Your response should be the lines from the one holding "Note: pick out every instance of the man's hand" to the last line of the data below, copied exactly and with no additions.

EXERCISE DATA: Begin

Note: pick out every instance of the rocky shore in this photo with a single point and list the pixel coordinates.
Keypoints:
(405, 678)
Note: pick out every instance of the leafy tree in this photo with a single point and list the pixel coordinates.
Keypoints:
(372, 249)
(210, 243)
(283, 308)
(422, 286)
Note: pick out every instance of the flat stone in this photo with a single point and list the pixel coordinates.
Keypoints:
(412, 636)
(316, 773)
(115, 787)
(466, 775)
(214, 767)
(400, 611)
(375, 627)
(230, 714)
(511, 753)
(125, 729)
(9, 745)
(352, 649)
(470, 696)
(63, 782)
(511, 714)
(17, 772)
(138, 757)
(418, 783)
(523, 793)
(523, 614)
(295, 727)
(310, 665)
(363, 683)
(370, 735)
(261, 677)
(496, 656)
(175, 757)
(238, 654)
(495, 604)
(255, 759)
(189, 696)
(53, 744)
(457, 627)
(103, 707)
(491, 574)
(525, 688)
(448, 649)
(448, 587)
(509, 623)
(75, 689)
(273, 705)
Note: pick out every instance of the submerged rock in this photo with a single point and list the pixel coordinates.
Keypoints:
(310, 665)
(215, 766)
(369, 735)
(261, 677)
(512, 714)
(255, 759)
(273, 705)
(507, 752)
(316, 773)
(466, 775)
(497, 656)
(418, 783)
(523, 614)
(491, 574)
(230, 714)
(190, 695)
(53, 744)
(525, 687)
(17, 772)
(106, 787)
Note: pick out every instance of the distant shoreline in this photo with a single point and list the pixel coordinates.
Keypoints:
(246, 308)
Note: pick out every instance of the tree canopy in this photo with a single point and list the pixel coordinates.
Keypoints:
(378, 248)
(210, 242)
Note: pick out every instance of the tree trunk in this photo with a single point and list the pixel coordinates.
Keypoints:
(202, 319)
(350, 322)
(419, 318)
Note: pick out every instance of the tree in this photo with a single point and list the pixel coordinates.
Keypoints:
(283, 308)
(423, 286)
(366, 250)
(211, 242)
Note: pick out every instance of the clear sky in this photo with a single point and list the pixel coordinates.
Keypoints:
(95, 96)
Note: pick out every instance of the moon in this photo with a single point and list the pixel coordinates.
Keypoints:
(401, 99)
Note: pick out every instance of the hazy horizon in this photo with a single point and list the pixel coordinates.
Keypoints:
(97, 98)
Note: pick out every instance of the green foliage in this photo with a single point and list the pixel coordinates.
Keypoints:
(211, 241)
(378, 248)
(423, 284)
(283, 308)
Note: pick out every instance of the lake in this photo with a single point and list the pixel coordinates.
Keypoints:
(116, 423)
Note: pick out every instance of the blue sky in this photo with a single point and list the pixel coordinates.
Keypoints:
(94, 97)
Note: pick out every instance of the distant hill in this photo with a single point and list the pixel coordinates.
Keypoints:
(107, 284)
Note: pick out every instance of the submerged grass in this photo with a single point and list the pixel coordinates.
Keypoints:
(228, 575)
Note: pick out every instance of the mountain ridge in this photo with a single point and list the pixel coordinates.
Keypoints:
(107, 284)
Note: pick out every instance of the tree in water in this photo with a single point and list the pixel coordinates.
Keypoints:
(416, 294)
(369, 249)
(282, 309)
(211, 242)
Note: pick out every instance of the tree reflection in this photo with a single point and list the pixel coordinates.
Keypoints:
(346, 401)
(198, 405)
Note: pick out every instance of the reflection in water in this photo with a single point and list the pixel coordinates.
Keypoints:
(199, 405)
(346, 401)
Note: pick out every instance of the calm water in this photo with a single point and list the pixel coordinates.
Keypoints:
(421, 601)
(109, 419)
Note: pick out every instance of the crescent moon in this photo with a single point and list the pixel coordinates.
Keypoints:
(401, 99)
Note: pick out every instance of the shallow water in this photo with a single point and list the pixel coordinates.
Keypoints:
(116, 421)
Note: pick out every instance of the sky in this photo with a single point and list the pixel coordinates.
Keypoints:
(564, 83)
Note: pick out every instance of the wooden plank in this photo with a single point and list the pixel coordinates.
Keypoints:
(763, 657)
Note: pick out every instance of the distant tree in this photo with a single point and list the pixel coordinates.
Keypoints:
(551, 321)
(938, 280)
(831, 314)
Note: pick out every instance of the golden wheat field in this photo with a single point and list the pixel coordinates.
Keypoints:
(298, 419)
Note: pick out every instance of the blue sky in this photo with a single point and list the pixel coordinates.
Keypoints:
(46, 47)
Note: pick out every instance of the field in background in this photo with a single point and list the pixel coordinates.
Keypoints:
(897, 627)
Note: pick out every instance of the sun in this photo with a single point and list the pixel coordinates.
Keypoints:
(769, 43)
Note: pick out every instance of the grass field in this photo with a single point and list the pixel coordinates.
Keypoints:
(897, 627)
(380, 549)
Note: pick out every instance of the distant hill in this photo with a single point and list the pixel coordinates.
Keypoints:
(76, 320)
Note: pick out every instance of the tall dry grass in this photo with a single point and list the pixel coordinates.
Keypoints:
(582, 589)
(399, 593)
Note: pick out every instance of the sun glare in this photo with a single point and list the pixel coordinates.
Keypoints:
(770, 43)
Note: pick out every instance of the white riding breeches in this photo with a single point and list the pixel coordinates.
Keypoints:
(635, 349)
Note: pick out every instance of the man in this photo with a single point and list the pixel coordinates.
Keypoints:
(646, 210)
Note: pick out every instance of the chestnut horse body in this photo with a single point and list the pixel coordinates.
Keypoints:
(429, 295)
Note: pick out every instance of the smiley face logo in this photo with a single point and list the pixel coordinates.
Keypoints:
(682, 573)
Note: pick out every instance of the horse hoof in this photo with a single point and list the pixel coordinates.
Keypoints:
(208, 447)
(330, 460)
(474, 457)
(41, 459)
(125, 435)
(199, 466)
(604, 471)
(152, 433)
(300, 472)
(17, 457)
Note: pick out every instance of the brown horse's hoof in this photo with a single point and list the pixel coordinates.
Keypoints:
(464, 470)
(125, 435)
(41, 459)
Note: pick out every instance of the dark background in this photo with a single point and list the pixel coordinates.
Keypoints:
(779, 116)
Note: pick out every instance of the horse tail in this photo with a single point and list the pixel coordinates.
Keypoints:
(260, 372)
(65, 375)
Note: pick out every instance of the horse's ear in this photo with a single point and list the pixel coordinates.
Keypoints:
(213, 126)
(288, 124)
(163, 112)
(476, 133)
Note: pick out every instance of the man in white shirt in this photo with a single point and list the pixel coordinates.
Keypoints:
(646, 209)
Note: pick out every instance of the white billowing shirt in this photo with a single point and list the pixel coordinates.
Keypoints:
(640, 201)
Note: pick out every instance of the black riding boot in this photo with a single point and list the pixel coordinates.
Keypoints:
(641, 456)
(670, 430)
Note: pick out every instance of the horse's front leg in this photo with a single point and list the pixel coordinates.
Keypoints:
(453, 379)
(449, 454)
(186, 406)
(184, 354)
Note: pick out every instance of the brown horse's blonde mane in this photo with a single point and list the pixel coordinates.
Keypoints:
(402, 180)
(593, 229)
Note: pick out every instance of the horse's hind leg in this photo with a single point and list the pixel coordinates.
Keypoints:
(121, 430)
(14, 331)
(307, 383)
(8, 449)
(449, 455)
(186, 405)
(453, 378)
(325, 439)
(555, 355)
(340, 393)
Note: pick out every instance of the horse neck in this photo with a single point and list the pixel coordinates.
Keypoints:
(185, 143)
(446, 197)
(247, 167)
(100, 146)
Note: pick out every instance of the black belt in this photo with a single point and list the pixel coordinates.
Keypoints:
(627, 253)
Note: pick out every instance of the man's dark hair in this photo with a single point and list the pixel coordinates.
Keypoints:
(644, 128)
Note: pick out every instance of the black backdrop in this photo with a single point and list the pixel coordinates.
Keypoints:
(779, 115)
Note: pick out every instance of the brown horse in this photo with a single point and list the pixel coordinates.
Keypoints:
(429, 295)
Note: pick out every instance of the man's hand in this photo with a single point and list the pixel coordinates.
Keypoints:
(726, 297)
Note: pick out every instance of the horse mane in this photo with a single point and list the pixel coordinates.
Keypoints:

EXERCISE DATA: End

ANSWER FOR THE TASK:
Note: pick out every instance of the man's hand in this photo with a single point and list the pixel coordinates.
Keypoints:
(726, 297)
Note: pick out every instance of the horse mane in this photo with a single point and list the pixel coordinates.
Keypoints:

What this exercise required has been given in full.